Cow vs Human Digestive System
Different modes of lives create diverse feeding habits in different animals. Digestive systems have been designed according to the most conceivable feeding that can be sustained from the available food resources in the environment that animal species live. Depending on the capabilities, cow and human have developed two different types of feeding habits; thus, they have different digestive systems. Types of teeth, mouths, stomachs, guts, and the enzymes secreted are the main differences between cow and human digestive systems.
__________
**Required action 1**
In the passage comparing cow and human digestive systems, what are named as the main differences between the two?
**Required action 2**
Reproduce the stretch of the cow vs human digestion passage from "Cow vs Human" through "human digestive systems.".
**Required action 3**
Take the passage on cow and human digestive systems further, picking up after its final sentence.

Collection entries
__________
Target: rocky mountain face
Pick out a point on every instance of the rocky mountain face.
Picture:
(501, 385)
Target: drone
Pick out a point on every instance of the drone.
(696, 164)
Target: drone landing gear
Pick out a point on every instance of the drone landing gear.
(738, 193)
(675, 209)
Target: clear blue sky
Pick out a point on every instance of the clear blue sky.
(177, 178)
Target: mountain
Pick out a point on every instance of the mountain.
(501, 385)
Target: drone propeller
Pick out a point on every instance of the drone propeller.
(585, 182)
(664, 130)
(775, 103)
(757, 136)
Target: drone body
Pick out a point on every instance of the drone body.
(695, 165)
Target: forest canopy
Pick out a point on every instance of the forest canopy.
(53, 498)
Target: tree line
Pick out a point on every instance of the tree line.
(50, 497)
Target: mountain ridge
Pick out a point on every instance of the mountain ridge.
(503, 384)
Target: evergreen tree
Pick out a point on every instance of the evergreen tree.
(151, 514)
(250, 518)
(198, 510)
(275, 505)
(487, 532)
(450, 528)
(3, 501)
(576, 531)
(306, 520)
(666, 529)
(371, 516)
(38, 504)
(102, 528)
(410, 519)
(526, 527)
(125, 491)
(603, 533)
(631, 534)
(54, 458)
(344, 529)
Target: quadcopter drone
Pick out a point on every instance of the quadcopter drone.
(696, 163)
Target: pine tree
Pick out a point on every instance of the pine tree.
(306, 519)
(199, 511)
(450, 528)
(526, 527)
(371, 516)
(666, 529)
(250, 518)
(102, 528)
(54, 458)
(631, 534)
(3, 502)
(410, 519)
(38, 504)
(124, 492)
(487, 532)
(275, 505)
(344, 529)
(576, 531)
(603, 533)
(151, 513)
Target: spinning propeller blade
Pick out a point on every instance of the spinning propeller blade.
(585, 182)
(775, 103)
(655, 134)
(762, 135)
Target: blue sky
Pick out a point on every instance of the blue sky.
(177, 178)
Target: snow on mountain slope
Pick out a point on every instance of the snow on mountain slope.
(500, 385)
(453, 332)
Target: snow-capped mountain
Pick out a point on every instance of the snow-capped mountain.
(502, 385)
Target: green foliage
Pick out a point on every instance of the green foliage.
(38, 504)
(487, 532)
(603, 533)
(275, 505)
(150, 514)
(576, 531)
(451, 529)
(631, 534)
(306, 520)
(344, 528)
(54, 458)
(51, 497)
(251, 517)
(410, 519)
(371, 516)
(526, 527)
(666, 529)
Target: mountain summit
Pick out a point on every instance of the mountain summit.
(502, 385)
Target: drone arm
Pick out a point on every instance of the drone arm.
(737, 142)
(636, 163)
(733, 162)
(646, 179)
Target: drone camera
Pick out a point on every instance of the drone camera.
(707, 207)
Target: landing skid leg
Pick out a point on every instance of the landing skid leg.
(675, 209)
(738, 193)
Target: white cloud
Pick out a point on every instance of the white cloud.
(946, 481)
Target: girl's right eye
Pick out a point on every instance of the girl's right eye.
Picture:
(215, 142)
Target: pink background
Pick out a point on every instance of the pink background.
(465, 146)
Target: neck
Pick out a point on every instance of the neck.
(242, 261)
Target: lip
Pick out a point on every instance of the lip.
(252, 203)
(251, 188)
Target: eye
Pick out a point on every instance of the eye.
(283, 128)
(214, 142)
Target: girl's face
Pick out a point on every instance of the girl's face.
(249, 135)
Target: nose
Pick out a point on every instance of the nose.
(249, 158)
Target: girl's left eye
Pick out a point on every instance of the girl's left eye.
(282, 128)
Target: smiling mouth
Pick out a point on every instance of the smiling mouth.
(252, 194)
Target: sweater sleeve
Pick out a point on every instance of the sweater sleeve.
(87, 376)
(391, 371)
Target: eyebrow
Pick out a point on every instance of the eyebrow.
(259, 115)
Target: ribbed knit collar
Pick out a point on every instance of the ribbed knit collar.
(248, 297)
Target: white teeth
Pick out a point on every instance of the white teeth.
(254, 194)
__________
**Response 1**
Types of teeth, mouths, stomachs, guts, and the enzymes secreted.

**Response 2**
Cow vs Human Digestive System
Different modes of lives create diverse feeding habits in different animals. Digestive systems have been designed according to the most conceivable feeding that can be sustained from the available food resources in the environment that animal species live. Depending on the capabilities, cow and human have developed two different types of feeding habits; thus, they have different digestive systems. Types of teeth, mouths, stomachs, guts, and the enzymes secreted are the main differences between cow and human digestive systems.

**Response 3**
Cow Digestive System
The digestive system of cows has been developed as a primary herbivorous system that specializes with the presence of rumen. Rumen is a complex stomach that has four different regions (compartments called Rumen, Reticulum, Omasum, and Abomasum) modified to carry out four different functions. The largest compartment of the stomach is the rumen, and that contains many microorganisms to carry out fermenting processes. First, the food is passed through the mouth that has 32 teeth (six incisors, two blunt canines on the bottom jaw, 12 molars and 12 premolars). The gap between incisors and molars should be noticed in the upper jaw called the Diastema. The oral cavity produces about 20 – 35 litres of saliva in a day. The partially ground food goes into the rumen of the stomach and fermented for a while (about four hours), regurgitated into the mouth, to grind finely, and passed again into the stomach. Reticulum, omasum, and abomasum perform different types of enzymatic digestions and pass the food into the gut to absorb the nutrients into the body of the cow. The small intestine is much similar to the human gut, but it is little small. The rest of the food is passed out of the body through the rectum and anus as faecal bolus. The cow dung is usually green in colour and contains a lot of water in it.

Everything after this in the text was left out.